++++ Dataset content ++++

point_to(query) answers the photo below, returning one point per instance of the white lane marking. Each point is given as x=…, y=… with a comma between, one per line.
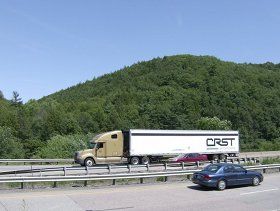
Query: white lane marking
x=261, y=191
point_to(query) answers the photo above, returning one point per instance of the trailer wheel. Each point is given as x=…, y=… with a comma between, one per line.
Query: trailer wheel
x=215, y=157
x=145, y=160
x=223, y=157
x=89, y=162
x=134, y=160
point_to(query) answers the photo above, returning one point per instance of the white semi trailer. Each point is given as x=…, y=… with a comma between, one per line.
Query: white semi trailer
x=143, y=146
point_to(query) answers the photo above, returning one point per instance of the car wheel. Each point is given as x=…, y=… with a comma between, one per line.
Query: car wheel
x=89, y=162
x=221, y=185
x=145, y=160
x=215, y=157
x=134, y=160
x=223, y=157
x=256, y=181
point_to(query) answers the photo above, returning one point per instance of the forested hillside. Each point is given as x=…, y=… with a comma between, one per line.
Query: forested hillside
x=176, y=92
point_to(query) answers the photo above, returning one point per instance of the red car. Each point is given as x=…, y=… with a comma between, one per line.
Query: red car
x=191, y=157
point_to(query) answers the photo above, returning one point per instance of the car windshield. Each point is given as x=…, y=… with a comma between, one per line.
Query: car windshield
x=212, y=168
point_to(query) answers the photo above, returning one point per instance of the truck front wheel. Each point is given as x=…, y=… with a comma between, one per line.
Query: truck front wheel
x=89, y=162
x=134, y=160
x=145, y=160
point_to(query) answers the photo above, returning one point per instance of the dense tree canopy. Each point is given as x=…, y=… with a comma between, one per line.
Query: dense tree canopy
x=177, y=92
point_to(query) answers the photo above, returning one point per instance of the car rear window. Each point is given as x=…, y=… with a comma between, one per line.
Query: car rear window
x=212, y=168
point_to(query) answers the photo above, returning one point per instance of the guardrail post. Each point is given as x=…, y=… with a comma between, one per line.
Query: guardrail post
x=64, y=170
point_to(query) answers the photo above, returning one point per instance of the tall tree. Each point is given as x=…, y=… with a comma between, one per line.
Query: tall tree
x=16, y=100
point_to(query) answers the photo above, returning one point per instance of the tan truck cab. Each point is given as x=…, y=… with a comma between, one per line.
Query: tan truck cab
x=104, y=148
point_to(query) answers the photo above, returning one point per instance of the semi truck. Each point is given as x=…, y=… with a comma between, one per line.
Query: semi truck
x=138, y=146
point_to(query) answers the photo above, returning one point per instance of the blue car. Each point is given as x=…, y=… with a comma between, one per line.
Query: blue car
x=222, y=175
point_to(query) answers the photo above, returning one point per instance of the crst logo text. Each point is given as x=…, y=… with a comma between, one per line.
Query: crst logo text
x=219, y=141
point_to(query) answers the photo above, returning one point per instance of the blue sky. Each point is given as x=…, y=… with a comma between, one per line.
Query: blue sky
x=46, y=46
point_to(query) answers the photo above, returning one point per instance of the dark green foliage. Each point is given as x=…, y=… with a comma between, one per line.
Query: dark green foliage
x=10, y=147
x=177, y=92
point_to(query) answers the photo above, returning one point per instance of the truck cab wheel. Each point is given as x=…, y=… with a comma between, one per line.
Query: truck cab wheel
x=145, y=160
x=89, y=162
x=134, y=160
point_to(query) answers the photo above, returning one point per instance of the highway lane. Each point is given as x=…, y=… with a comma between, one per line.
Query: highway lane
x=163, y=196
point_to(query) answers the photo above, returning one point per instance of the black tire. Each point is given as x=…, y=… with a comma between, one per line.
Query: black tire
x=221, y=185
x=89, y=162
x=215, y=157
x=134, y=161
x=145, y=160
x=222, y=157
x=256, y=181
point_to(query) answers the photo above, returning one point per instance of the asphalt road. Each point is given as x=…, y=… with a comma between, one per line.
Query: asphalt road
x=163, y=196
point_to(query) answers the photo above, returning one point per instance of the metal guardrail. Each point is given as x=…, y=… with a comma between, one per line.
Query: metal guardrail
x=24, y=161
x=114, y=177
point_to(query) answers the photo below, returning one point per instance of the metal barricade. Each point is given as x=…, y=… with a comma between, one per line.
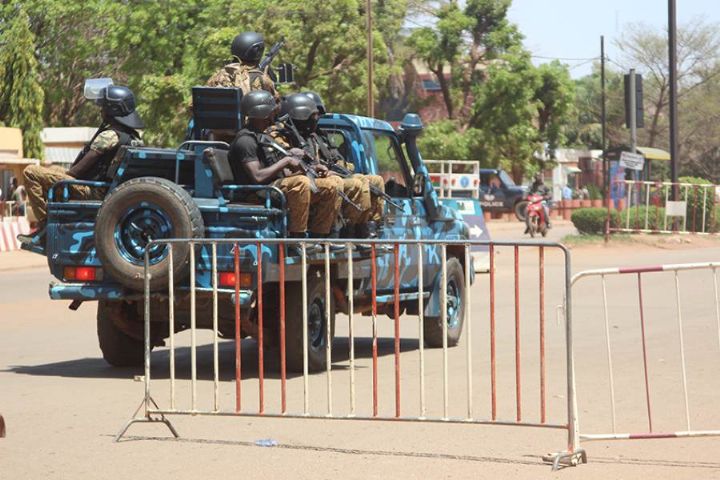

++++

§ What you have to do
Above are the records; give them all again exactly, apart from the pictures.

§ Expected output
point_to(query) answers the photo below, returning one point per instance of the white lane marking. Each point is given as x=…, y=… with a comma between, one per line.
Query: white lane marking
x=261, y=191
point_to(query) answers the photo above, returning one point per instance of the trailer wheel. Each point is given as x=…, y=… with a comma between, one per line.
Query: trailer wheel
x=215, y=157
x=145, y=160
x=223, y=157
x=89, y=162
x=134, y=160
point_to(query) answers the photo above, returning one point per instance of the white semi trailer. Each point is given as x=…, y=… with a comma between, one per line.
Query: white semi trailer
x=143, y=146
point_to(query) answers the photo above, returning one point per instance of the car wheel. Each point is given as x=…, y=… with a comma between, one per line.
Query: car wheel
x=89, y=162
x=221, y=185
x=145, y=160
x=215, y=157
x=134, y=160
x=223, y=157
x=256, y=181
point_to(query) answers the photo above, returning one point per instance of the forested hillside. Each point is given as x=…, y=… with a comma between, one per line.
Query: forested hillside
x=176, y=92
point_to(query) answers the photo above, returning one point per instance of the red car. Each point is given as x=…, y=… with a comma between, one per line.
Query: red car
x=191, y=157
point_to(query) answers the photo above, returning one point per instance of the car windshield. Each point is given as x=…, y=… with a comma between, one per line.
Query: car windshield
x=212, y=168
point_to(query) answers the photo above, returning one point per instance of the truck front wheel. Each point is given as x=…, y=… with a comma between, one per line.
Query: truck front wheel
x=89, y=162
x=134, y=160
x=145, y=160
point_to(query) answers the photo above, returning one point per instance of the dense tree canopy. Each point is given as x=…, y=… with a comma between, one per line.
Query: dense tree canopy
x=177, y=92
point_to(query) answers the photo above, returning one point per instance of the car rear window. Each point is given as x=…, y=… with a comma between, one per line.
Query: car rear window
x=212, y=168
point_to(query) answers the photo above, returning one point per instance of the guardrail post. Each point is given as x=…, y=… with a comma between, one per line.
Query: guardrail post
x=64, y=170
point_to(query) answers the photo above, returning one point per instance of the tall tree. Each point is given as x=…, y=… with a comma between, one per line.
Query: tall tree
x=16, y=100
point_to(query) answers the photo above, returning one point per instance of the tan truck cab. Each point is given as x=…, y=… with a comma between, one per line.
Query: tan truck cab
x=104, y=148
point_to(query) answers the photo above, returning one point per instance of the semi truck. Each point is given as x=…, y=… with a comma between, one per line.
Query: semi truck
x=138, y=146
point_to(query) answers the photo above, returning one point per instance of the blue car. Each point is given as x=…, y=… with a comma between, one per line.
Query: blue car
x=222, y=175
point_to(query) answers the photo above, returning one point per instance of the crst logo text. Each point is given as x=…, y=… with a comma between, one per line.
Query: crst logo text
x=219, y=141
point_to(query) answers the photo above, returning one point per instance of the blue sky. Each point is given as x=…, y=… with a comma between, one per line.
Query: blue sky
x=46, y=46
point_to(query) answers the photo above, returning one point per instance of the dark green foliage. Each point is given as x=…, y=… with a comma between, one per line.
Query: dark green foliage
x=10, y=147
x=177, y=92
point_to(query) answers the photo above, returning one point per instance of the truck cab wheel. Each point is given as x=…, y=… with a comma between, one per line.
Query: truck cab wheel
x=145, y=160
x=89, y=162
x=134, y=160
point_to(query) answers the photo above, returning one point per instance of the highway lane. Each point is given as x=…, y=… with a comma between, one per line.
Query: highway lane
x=163, y=196
point_to(query) answers the photo above, returning one point per instance of the black tire. Each point is given as x=…, y=… with a comma between, one per line.
Query: black tire
x=221, y=185
x=89, y=162
x=215, y=157
x=134, y=161
x=145, y=160
x=222, y=157
x=256, y=181
point_to(query) answers the photo above, returning one point per instance of the asphalt road. Each point is given as x=…, y=… with a comma between, one per line.
Query: asphalt road
x=163, y=196
point_to(query) answers the photo above, returning one point per instance of the metal guardrail. Each point is given as x=…, y=… with a comma between, one per line.
Query: metal guardrail
x=24, y=161
x=114, y=177
point_to(query) answers the photo below, returning one point per instance of the metal barricade. Each point is given as x=…, y=… with a comma between, one per line.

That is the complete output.